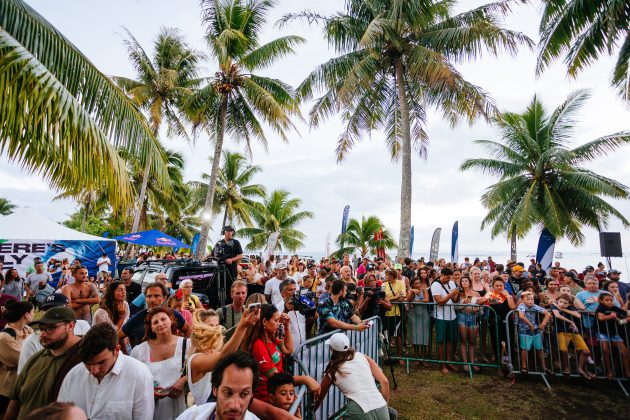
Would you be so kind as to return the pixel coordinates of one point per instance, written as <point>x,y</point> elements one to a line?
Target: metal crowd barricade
<point>602,352</point>
<point>311,358</point>
<point>471,331</point>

§ §

- [Required action] Set down, word for word, the full listing above, and carry over no pictures.

- [Worked solution]
Would you be so kind as to return the pixel coordinates of one point per instance, written as <point>x,y</point> elements one to a line?
Target: metal crowd barricade
<point>602,352</point>
<point>311,358</point>
<point>471,331</point>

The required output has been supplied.